=== GIVEN TASK ===
Rewrite the items below, substituting "army" for each occurrence of "military" and leaving everything else unchanged.

↓

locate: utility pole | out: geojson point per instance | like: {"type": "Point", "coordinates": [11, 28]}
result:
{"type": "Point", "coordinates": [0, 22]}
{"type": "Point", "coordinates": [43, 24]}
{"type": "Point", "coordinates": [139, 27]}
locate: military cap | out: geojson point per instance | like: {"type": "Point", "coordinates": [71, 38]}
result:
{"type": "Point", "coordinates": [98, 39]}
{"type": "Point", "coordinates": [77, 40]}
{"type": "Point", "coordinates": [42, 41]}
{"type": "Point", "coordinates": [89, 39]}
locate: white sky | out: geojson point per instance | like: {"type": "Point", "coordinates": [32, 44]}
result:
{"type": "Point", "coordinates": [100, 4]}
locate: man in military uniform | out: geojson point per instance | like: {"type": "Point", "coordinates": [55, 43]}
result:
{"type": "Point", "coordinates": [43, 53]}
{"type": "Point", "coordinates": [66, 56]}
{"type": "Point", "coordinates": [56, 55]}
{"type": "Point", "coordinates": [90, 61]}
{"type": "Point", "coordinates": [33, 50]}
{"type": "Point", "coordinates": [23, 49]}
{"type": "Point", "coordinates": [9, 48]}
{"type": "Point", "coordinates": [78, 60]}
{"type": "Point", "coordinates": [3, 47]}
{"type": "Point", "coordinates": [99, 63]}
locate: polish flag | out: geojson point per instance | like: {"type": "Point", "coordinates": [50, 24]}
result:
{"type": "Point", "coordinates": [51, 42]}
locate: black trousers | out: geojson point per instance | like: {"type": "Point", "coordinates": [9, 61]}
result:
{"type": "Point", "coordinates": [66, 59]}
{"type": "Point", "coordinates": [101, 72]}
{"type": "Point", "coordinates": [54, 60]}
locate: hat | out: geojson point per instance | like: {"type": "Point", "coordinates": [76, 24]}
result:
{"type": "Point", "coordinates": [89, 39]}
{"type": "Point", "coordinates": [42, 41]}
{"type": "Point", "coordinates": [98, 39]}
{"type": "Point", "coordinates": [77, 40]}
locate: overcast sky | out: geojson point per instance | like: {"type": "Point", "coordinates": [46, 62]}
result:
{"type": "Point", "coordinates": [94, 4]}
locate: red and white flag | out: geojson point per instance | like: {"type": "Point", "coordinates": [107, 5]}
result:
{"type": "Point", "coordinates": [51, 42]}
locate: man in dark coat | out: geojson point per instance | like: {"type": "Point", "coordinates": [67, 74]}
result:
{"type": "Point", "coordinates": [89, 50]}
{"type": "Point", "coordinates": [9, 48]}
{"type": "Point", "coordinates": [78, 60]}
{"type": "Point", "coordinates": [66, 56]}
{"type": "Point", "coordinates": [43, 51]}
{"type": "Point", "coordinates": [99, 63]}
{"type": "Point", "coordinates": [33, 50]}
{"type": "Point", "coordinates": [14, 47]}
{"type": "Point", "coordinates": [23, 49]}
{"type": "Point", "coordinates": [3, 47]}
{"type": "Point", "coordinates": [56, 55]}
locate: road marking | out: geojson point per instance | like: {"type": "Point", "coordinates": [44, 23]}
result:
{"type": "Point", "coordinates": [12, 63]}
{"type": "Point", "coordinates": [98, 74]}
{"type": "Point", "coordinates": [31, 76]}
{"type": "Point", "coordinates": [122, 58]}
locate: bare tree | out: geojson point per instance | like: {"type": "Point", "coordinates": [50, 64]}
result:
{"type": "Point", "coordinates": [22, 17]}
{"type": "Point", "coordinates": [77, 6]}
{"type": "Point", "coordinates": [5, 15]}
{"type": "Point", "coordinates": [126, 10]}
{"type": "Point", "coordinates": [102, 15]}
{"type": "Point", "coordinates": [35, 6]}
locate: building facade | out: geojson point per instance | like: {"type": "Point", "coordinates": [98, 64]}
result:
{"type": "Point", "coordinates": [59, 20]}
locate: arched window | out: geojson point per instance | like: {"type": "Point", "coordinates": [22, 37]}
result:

↑

=== EXPECTED ANSWER ===
locate: utility pole | out: geojson point per instance | like: {"type": "Point", "coordinates": [11, 28]}
result:
{"type": "Point", "coordinates": [0, 22]}
{"type": "Point", "coordinates": [43, 24]}
{"type": "Point", "coordinates": [139, 27]}
locate: army cap | out: geojson point per instance | like: {"type": "Point", "coordinates": [71, 38]}
result:
{"type": "Point", "coordinates": [98, 39]}
{"type": "Point", "coordinates": [77, 40]}
{"type": "Point", "coordinates": [42, 41]}
{"type": "Point", "coordinates": [89, 39]}
locate: white sky | out: geojson point per instance | like: {"type": "Point", "coordinates": [32, 44]}
result:
{"type": "Point", "coordinates": [100, 4]}
locate: man in army uniform | out: geojson point per instance | like: {"type": "Point", "coordinates": [55, 43]}
result:
{"type": "Point", "coordinates": [43, 53]}
{"type": "Point", "coordinates": [66, 56]}
{"type": "Point", "coordinates": [56, 55]}
{"type": "Point", "coordinates": [90, 61]}
{"type": "Point", "coordinates": [33, 50]}
{"type": "Point", "coordinates": [23, 49]}
{"type": "Point", "coordinates": [9, 48]}
{"type": "Point", "coordinates": [78, 60]}
{"type": "Point", "coordinates": [3, 47]}
{"type": "Point", "coordinates": [99, 63]}
locate: polish flag | out: geojson point per instance | like: {"type": "Point", "coordinates": [50, 24]}
result:
{"type": "Point", "coordinates": [51, 42]}
locate: black trousers | out: geojson point per instance | like: {"type": "Point", "coordinates": [9, 61]}
result:
{"type": "Point", "coordinates": [66, 59]}
{"type": "Point", "coordinates": [101, 72]}
{"type": "Point", "coordinates": [54, 60]}
locate: hat | out: geojson point per instance | like: {"type": "Point", "coordinates": [76, 24]}
result:
{"type": "Point", "coordinates": [89, 39]}
{"type": "Point", "coordinates": [42, 41]}
{"type": "Point", "coordinates": [98, 39]}
{"type": "Point", "coordinates": [77, 40]}
locate: overcast sky | out: geojson point per instance | like: {"type": "Point", "coordinates": [46, 62]}
result:
{"type": "Point", "coordinates": [94, 4]}
locate: red and white flag | out: geojson point per instance | like: {"type": "Point", "coordinates": [107, 5]}
result:
{"type": "Point", "coordinates": [51, 42]}
locate: man in dark coat | out: geojson point per instance | like: {"type": "Point", "coordinates": [67, 74]}
result:
{"type": "Point", "coordinates": [89, 50]}
{"type": "Point", "coordinates": [9, 48]}
{"type": "Point", "coordinates": [78, 60]}
{"type": "Point", "coordinates": [66, 56]}
{"type": "Point", "coordinates": [43, 51]}
{"type": "Point", "coordinates": [99, 63]}
{"type": "Point", "coordinates": [33, 50]}
{"type": "Point", "coordinates": [14, 47]}
{"type": "Point", "coordinates": [23, 49]}
{"type": "Point", "coordinates": [3, 47]}
{"type": "Point", "coordinates": [56, 55]}
locate: road marking | out: geojson point per instance | like: {"type": "Point", "coordinates": [44, 23]}
result:
{"type": "Point", "coordinates": [12, 63]}
{"type": "Point", "coordinates": [98, 74]}
{"type": "Point", "coordinates": [31, 76]}
{"type": "Point", "coordinates": [122, 58]}
locate: bare tree | out: geojson point per instance | like: {"type": "Point", "coordinates": [50, 64]}
result:
{"type": "Point", "coordinates": [22, 17]}
{"type": "Point", "coordinates": [77, 6]}
{"type": "Point", "coordinates": [5, 15]}
{"type": "Point", "coordinates": [126, 10]}
{"type": "Point", "coordinates": [102, 15]}
{"type": "Point", "coordinates": [35, 6]}
locate: building facade | out: geojson point per instance | like: {"type": "Point", "coordinates": [98, 64]}
result:
{"type": "Point", "coordinates": [59, 20]}
locate: arched window | out: geojson point per instance | like: {"type": "Point", "coordinates": [22, 37]}
result:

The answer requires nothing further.